> Passage
= = = = =

Still, measuring voltage is simple and quick enough that it is worth doing even if not conclusive.


----------



## woodworkbykirk (Sep 25, 2011)

a bad battey cell wont do anything to a charger. most chargers will have a specific blinking pattern on the led light that will tell you if have a defective battery.. 

a bad battery wont make the charger go bad,, however if you have a defective charger it can effect hte battery

the best way to get a battery tested is to simply go into a tool service center that deals in that brand of tool, they have the gear for just this


----------



## Larryh86GT (Feb 2, 2013)

woodworkbykirk said:


> a bad battey cell wont do anything to a charger. most chargers will have a specific blinking pattern on the led light that will tell you if have a defective battery..
> 
> a bad battery wont make the charger go bad,, however if you have a defective charger it can effect hte battery
> 
> the best way to get a battery tested is to simply go into a tool service center that deals in that brand of tool, they have the gear for just this


If my charger had a blinking pattern that told me the battery was defective I would not have started this thread.

= = = = =

> Extracted information

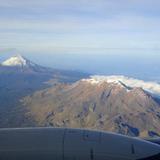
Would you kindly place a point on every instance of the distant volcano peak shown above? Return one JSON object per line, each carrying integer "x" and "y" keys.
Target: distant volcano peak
{"x": 18, "y": 61}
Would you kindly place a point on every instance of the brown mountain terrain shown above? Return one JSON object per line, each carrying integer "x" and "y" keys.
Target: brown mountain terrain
{"x": 20, "y": 77}
{"x": 105, "y": 106}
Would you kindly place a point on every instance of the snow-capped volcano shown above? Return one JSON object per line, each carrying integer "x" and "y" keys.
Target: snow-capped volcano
{"x": 17, "y": 61}
{"x": 126, "y": 82}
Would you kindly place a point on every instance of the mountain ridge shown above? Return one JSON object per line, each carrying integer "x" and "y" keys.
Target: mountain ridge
{"x": 105, "y": 106}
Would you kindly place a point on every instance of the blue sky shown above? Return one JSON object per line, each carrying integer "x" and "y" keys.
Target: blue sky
{"x": 80, "y": 26}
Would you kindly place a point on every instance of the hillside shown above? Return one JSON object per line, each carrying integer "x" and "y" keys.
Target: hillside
{"x": 108, "y": 105}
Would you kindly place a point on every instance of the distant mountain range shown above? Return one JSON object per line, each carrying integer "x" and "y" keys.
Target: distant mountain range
{"x": 33, "y": 95}
{"x": 20, "y": 77}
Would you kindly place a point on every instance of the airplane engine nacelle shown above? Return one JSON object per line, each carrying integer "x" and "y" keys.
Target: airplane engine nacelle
{"x": 73, "y": 144}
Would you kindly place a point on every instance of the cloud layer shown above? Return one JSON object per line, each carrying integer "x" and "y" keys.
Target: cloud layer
{"x": 39, "y": 25}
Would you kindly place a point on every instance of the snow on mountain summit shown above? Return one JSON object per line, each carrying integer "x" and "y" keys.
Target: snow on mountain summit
{"x": 18, "y": 61}
{"x": 127, "y": 82}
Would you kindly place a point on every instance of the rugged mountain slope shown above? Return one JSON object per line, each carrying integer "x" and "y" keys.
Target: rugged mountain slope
{"x": 20, "y": 77}
{"x": 105, "y": 104}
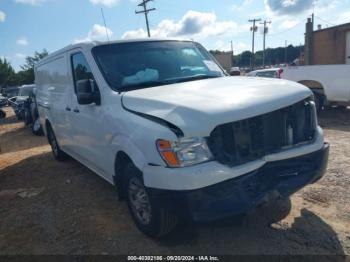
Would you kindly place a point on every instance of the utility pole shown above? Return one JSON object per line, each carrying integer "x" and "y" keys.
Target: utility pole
{"x": 254, "y": 28}
{"x": 145, "y": 11}
{"x": 285, "y": 52}
{"x": 266, "y": 29}
{"x": 232, "y": 55}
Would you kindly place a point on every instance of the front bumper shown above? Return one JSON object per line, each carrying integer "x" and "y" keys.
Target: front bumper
{"x": 238, "y": 195}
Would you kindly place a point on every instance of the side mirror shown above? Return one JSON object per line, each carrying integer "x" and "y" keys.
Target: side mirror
{"x": 87, "y": 93}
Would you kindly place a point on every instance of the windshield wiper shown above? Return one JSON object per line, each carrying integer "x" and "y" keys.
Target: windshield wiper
{"x": 165, "y": 82}
{"x": 193, "y": 78}
{"x": 143, "y": 85}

= = = = =

> Set problem
In the forum thread, where does woodworkbykirk say is the best place to get a battery tested?

> Written answer
A tool service center that deals in that brand of tool.